#### YOUR TASKS:
(a) In the glaucoma study excerpt, what did the UKGTS use as its primary outcome?
(b) Copy out the part of the glaucoma study excerpt that begins at the words "Are Patient Self-Reported" and stops after the words "Belfast, United Kingdom.".

#### EXCERPT:
==========

Are Patient Self-Reported Outcome Measures Sensitive Enough to Be Used as End Points in Clinical Trials?: Evidence from the United Kingdom Glaucoma Treatment Study.

Author information

1
Division of Optometry and Visual Science, School of Health Sciences, City, University of London, London, United Kingdom.
2
National Institute for Health Research Biomedical Research Centre at Moorfields Eye Hospital NHS Foundation Trust and University College London Institute of Ophthalmology, London, United Kingdom.
3
School of Medicine, Dentistry and Biomedical Sciences, Institute for Health Sciences, Centre for Public Health, Queen's University Belfast, Belfast, United Kingdom.
4
Division of Optometry and Visual Science, School of Health Sciences, City, University of London, London, United Kingdom. Electronic address: david.crabb.1@city.ac.uk.

Abstract

PURPOSE:

The United Kingdom Glaucoma Treatment Study (UKGTS) demonstrated the effectiveness of an intraocular pressure-lowering drug in patients with glaucoma using visual field progression as a primary outcome. The present study tested the hypothesis that responses on patient-reported outcome measures (PROMs; secondary outcome measure) differ between patients receiving a topical prostaglandin analog (latanoprost) or placebo eye drops in UKGTS.

==========

#### PROVIDED RECORDS:
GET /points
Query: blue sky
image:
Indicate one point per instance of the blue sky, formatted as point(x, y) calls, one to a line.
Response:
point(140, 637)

==========

#### ANSWERS PROVIDED:
(a) Visual field progression.

(b)
Are Patient Self-Reported Outcome Measures Sensitive Enough to Be Used as End Points in Clinical Trials?: Evidence from the United Kingdom Glaucoma Treatment Study.

Author information

1
Division of Optometry and Visual Science, School of Health Sciences, City, University of London, London, United Kingdom.
2
National Institute for Health Research Biomedical Research Centre at Moorfields Eye Hospital NHS Foundation Trust and University College London Institute of Ophthalmology, London, United Kingdom.
3
School of Medicine, Dentistry and Biomedical Sciences, Institute for Health Sciences, Centre for Public Health, Queen's University Belfast, Belfast, United Kingdom.